Content starts

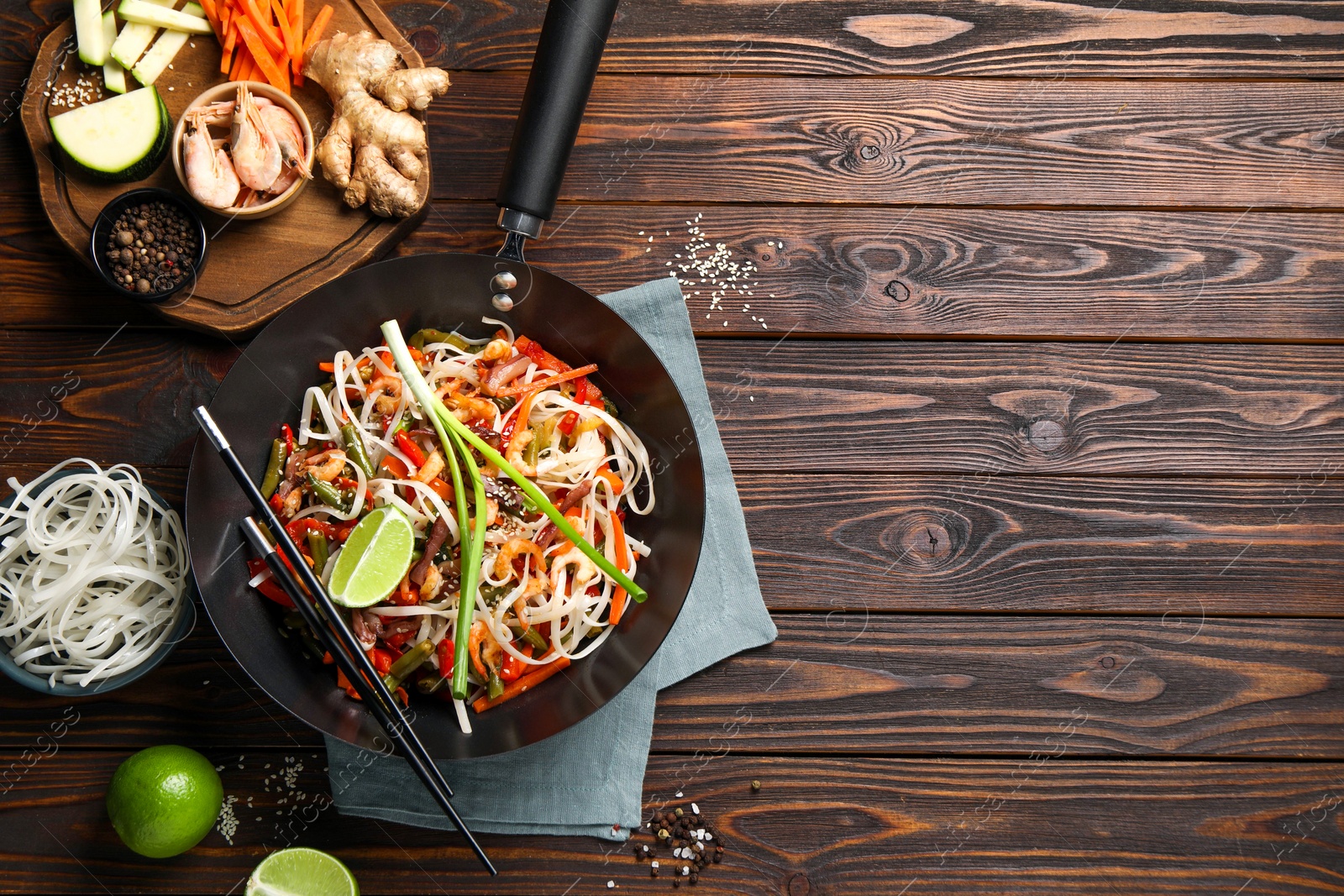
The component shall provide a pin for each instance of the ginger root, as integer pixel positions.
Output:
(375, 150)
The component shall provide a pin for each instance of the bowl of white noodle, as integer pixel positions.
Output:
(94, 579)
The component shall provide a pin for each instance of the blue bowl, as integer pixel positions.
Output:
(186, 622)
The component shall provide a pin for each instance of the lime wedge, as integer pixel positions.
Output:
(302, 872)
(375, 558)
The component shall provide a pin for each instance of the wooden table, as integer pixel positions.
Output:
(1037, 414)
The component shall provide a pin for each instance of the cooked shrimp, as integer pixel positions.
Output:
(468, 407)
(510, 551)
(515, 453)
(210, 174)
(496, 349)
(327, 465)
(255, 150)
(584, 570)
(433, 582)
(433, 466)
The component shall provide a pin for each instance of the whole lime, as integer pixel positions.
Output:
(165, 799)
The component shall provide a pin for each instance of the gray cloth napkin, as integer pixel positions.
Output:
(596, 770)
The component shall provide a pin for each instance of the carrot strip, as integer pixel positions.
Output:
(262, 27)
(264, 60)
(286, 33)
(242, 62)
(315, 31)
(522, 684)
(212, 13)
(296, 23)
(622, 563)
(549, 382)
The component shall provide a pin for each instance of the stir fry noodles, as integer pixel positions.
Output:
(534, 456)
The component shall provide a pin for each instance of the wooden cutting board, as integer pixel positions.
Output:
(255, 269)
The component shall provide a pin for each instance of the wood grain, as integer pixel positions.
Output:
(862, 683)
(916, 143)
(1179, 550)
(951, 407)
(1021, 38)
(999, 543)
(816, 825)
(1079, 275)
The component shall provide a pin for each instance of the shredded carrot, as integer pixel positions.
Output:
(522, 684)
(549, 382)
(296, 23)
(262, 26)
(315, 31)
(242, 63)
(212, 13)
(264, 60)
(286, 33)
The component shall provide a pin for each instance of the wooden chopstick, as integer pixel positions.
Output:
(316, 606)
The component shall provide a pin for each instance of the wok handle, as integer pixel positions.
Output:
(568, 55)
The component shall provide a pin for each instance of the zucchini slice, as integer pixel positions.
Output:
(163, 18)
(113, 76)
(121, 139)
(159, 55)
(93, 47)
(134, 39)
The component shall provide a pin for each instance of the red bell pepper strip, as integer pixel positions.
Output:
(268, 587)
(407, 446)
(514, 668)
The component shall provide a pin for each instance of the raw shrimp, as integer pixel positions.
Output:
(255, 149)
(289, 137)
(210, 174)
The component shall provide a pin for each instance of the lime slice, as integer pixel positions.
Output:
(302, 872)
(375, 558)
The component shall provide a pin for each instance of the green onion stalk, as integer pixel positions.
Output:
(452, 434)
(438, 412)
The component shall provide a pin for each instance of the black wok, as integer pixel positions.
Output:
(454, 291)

Content ends
Content starts

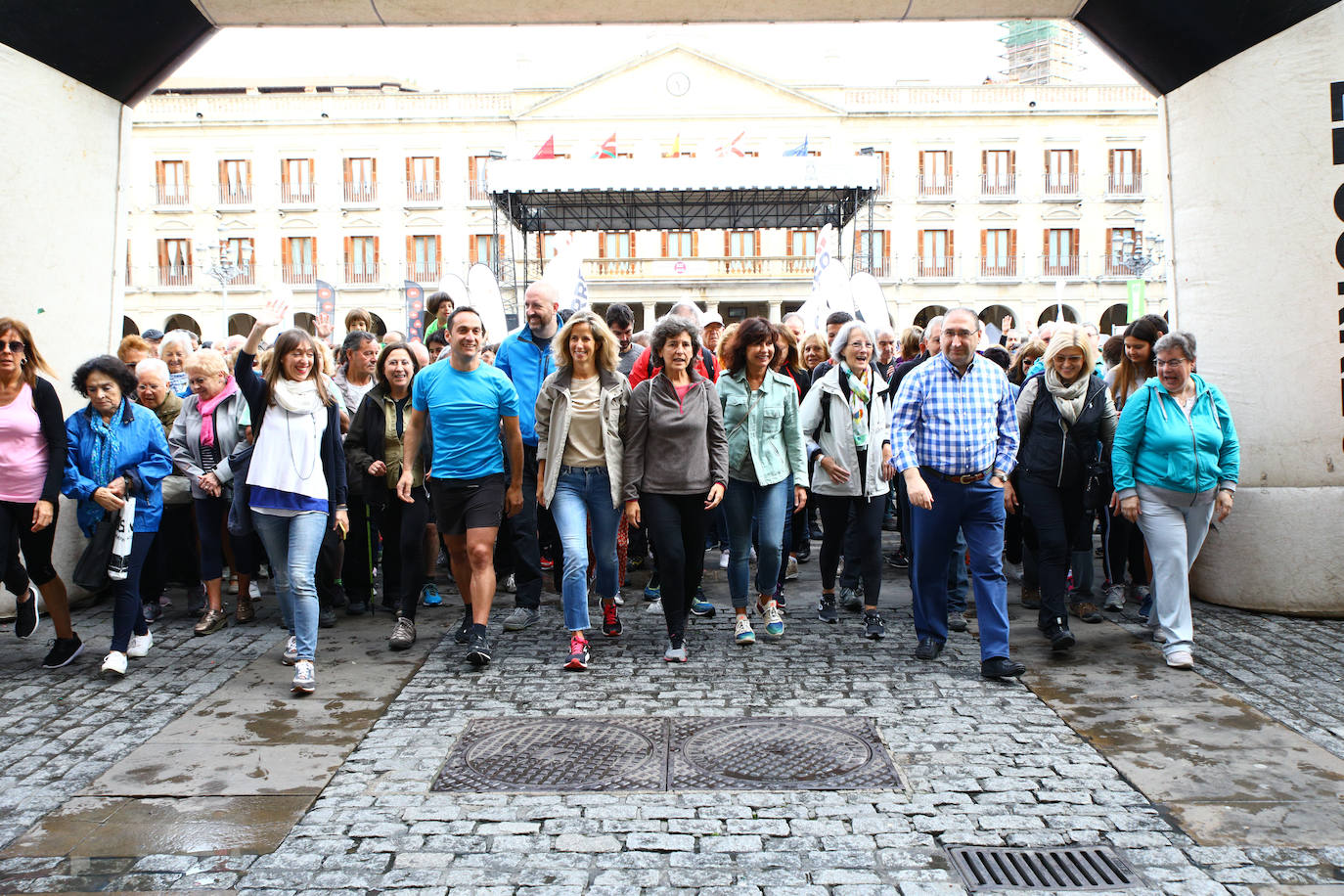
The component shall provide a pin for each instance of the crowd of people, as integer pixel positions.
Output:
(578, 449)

Content ends
Content starts

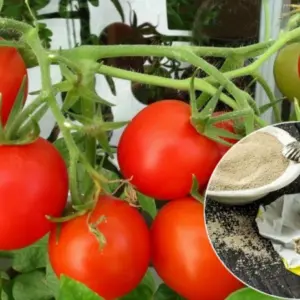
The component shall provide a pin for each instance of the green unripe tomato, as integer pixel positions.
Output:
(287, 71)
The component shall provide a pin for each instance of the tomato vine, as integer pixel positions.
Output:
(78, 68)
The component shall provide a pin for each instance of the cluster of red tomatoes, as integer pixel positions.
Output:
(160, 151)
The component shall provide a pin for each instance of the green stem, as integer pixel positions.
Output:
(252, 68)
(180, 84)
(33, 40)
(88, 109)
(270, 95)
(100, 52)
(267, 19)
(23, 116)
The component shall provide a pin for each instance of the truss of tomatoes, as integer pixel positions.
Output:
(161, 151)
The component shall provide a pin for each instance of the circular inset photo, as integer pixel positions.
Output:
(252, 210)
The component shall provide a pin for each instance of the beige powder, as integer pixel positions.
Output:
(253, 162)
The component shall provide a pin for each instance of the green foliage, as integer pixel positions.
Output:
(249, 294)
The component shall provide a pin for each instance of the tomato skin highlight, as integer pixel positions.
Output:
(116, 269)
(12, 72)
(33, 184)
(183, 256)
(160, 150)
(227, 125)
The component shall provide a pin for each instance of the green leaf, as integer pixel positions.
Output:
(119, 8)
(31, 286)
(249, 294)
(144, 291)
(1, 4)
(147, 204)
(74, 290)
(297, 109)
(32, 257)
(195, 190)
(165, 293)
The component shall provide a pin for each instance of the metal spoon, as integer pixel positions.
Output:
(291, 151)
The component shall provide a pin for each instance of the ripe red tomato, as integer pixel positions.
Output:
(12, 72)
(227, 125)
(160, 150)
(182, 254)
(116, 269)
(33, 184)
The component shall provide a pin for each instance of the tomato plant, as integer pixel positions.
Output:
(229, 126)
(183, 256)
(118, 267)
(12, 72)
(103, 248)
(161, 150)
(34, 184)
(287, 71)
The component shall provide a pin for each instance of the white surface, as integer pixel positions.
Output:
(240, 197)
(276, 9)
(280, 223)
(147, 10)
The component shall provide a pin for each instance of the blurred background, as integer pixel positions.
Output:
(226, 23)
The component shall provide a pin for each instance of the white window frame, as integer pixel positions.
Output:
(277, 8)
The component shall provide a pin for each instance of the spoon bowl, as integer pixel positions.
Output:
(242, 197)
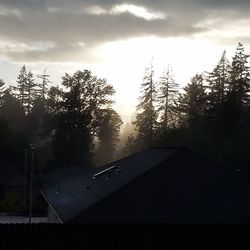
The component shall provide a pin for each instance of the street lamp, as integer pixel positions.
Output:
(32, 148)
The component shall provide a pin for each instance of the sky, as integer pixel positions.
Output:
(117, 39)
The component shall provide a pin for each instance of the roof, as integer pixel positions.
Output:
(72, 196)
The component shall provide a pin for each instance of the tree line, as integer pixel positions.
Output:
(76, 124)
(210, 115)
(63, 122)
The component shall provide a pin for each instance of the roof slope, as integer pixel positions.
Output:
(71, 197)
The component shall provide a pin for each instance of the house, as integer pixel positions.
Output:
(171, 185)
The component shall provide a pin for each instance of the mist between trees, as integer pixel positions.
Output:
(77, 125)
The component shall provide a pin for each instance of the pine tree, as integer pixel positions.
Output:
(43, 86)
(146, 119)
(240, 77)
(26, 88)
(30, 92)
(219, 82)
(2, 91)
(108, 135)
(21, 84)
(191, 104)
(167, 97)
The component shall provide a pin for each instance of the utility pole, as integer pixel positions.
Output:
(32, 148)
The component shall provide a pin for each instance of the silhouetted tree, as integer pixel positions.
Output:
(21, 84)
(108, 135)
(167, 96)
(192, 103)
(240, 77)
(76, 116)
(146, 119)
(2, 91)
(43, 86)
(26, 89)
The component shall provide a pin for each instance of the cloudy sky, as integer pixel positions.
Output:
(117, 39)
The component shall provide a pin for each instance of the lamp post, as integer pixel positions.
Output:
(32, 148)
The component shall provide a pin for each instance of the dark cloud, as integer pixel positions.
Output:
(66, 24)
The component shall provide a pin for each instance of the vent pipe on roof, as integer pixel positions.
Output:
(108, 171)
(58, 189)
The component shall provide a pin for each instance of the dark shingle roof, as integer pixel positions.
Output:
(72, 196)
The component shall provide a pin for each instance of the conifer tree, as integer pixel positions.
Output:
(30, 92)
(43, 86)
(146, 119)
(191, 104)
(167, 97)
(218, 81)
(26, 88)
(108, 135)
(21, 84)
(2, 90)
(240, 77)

Content ends

ABOUT THIS EXERCISE:
Every line that contains "dark" should be copied out of the data.

COMPLETED TASK:
The component shall provide a pin for each instance of the dark cloud, as integer pixel positions.
The component shall provide a pin for each instance of the dark shingle roof, as integer pixel positions.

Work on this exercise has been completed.